(Location labeling listing)
* BEGIN *

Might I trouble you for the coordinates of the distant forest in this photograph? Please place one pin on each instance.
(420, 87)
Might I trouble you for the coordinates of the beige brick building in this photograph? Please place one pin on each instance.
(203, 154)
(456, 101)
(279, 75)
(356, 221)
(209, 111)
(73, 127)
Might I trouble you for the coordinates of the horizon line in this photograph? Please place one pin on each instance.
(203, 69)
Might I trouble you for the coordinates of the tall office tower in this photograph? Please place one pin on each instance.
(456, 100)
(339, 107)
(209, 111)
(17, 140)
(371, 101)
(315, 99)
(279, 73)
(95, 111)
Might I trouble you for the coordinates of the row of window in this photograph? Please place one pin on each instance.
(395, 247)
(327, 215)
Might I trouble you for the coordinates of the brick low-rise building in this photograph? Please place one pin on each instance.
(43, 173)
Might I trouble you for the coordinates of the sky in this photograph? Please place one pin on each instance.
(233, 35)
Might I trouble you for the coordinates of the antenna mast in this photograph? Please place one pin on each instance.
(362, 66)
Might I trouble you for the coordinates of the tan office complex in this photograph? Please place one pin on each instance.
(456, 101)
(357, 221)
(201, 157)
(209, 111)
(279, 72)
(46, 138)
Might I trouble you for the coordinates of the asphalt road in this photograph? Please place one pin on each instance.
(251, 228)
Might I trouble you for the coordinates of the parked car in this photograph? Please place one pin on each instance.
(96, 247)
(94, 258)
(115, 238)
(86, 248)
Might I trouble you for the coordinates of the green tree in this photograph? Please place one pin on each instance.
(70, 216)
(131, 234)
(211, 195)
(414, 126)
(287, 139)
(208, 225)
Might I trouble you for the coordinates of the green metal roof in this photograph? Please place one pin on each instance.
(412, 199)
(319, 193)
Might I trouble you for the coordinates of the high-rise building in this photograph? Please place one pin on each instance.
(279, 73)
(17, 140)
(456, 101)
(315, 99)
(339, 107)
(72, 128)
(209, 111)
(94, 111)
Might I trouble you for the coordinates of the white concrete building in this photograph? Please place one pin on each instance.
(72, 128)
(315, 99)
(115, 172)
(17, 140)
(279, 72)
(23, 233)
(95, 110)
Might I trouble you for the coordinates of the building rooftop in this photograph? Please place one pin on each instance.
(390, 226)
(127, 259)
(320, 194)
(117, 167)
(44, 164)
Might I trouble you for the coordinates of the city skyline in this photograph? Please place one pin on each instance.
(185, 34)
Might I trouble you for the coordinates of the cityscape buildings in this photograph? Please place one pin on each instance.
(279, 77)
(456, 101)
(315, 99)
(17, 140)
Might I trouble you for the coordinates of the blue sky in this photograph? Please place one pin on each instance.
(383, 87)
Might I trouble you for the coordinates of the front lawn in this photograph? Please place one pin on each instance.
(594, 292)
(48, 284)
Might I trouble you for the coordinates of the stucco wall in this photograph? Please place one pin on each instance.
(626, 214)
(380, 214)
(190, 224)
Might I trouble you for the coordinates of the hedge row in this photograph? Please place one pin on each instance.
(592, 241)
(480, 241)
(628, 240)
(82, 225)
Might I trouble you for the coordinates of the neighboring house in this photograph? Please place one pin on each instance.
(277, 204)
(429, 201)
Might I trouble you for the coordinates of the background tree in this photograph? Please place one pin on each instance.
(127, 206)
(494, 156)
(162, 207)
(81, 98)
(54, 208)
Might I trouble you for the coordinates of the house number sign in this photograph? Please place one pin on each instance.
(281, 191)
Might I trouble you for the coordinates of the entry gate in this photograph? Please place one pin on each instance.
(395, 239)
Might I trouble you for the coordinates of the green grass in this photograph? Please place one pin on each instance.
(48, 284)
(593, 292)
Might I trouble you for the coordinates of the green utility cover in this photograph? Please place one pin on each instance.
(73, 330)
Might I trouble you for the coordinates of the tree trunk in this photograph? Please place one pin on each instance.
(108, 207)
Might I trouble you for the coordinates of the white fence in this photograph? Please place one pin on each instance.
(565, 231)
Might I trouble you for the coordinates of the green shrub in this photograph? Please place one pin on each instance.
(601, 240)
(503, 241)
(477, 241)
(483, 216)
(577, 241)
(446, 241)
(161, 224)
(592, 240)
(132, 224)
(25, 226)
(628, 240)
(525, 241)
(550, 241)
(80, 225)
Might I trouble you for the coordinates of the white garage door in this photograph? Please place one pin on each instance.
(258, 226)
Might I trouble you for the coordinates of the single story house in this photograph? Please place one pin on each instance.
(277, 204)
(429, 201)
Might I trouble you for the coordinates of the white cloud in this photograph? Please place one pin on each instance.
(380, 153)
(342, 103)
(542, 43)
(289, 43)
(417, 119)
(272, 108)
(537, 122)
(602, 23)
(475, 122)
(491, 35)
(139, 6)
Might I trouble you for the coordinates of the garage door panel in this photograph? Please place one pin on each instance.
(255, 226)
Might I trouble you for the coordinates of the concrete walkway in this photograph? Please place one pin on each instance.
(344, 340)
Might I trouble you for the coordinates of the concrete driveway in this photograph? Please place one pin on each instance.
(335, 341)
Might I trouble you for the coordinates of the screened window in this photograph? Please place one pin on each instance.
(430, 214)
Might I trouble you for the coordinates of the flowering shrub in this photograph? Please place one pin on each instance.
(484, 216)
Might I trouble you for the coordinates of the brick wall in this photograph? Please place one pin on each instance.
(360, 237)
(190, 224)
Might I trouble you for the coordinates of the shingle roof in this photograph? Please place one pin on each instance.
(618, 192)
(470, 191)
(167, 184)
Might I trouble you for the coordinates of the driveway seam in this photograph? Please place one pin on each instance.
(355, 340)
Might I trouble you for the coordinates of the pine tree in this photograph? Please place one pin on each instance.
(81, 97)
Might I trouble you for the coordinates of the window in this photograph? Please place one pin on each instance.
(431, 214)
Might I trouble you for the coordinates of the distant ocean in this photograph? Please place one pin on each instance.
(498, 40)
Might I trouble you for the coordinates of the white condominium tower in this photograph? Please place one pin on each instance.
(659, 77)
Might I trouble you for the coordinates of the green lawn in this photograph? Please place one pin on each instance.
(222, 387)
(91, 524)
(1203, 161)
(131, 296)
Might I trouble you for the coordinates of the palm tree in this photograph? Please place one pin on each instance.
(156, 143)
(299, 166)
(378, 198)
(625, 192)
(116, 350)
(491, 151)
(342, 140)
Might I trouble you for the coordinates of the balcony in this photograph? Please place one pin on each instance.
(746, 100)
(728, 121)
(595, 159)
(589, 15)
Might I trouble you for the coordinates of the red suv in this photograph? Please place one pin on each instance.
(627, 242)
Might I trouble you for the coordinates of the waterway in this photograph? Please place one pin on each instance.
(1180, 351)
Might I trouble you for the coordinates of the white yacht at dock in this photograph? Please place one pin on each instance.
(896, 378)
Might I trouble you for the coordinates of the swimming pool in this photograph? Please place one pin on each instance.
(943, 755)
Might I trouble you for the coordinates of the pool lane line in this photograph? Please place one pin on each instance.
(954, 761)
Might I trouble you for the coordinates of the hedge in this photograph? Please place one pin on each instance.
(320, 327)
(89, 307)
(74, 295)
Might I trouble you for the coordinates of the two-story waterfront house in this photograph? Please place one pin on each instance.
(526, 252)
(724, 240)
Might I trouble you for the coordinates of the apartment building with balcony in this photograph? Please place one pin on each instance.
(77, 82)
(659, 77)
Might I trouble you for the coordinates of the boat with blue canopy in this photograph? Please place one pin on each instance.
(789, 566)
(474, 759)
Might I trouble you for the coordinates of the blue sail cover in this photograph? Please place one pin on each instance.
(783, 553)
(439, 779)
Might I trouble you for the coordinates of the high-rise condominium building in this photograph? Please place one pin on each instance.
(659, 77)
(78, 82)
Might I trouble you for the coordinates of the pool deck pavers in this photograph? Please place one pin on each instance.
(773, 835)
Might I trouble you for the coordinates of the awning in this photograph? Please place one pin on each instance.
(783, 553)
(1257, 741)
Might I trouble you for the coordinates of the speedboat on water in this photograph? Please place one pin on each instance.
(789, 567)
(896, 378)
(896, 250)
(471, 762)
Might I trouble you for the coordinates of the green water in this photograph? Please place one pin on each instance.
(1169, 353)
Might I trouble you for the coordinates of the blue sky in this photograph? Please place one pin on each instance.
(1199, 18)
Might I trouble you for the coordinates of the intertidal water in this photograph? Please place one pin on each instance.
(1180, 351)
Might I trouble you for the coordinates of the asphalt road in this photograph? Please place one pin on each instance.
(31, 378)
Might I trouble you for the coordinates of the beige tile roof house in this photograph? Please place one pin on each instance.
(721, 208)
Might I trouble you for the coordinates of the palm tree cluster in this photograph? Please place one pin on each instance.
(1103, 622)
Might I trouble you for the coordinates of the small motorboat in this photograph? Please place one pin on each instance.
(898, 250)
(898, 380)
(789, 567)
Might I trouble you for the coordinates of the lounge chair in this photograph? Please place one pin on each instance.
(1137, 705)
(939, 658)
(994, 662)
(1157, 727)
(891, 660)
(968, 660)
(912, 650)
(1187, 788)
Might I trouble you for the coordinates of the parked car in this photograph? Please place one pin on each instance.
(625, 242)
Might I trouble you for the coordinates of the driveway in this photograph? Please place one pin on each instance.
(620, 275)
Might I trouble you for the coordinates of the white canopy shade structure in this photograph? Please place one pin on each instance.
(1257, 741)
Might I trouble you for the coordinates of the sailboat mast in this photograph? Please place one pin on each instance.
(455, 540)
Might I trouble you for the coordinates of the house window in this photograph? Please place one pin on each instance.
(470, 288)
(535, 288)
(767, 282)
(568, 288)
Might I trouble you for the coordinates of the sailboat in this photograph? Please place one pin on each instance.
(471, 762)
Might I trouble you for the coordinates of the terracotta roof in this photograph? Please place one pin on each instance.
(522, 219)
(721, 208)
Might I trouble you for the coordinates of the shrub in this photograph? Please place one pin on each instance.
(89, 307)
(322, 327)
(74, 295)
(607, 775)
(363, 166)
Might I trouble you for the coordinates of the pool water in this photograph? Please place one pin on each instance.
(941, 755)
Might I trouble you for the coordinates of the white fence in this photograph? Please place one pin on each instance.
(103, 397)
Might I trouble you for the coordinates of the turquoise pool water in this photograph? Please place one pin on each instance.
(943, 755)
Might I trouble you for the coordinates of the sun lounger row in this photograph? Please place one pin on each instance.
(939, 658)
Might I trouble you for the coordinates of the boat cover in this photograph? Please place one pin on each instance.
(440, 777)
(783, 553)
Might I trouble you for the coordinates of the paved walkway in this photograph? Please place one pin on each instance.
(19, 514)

* END *

> **WHAT IS NEEDED**: Rewrite the lines of the listing starting at the line containing "Might I trouble you for the coordinates of the speedboat" and ending at the line containing "(1169, 353)", changing "speedboat" to "motorboat" and keeping everything else unchanged.

> **RESPONSE TO THIS TASK**:
Might I trouble you for the coordinates of the motorboat on water in this photograph? Please place one pin on each instance.
(789, 567)
(896, 378)
(896, 250)
(471, 762)
Might I trouble you for the coordinates of the green water in this photograph? Please place one pin on each instance.
(1169, 353)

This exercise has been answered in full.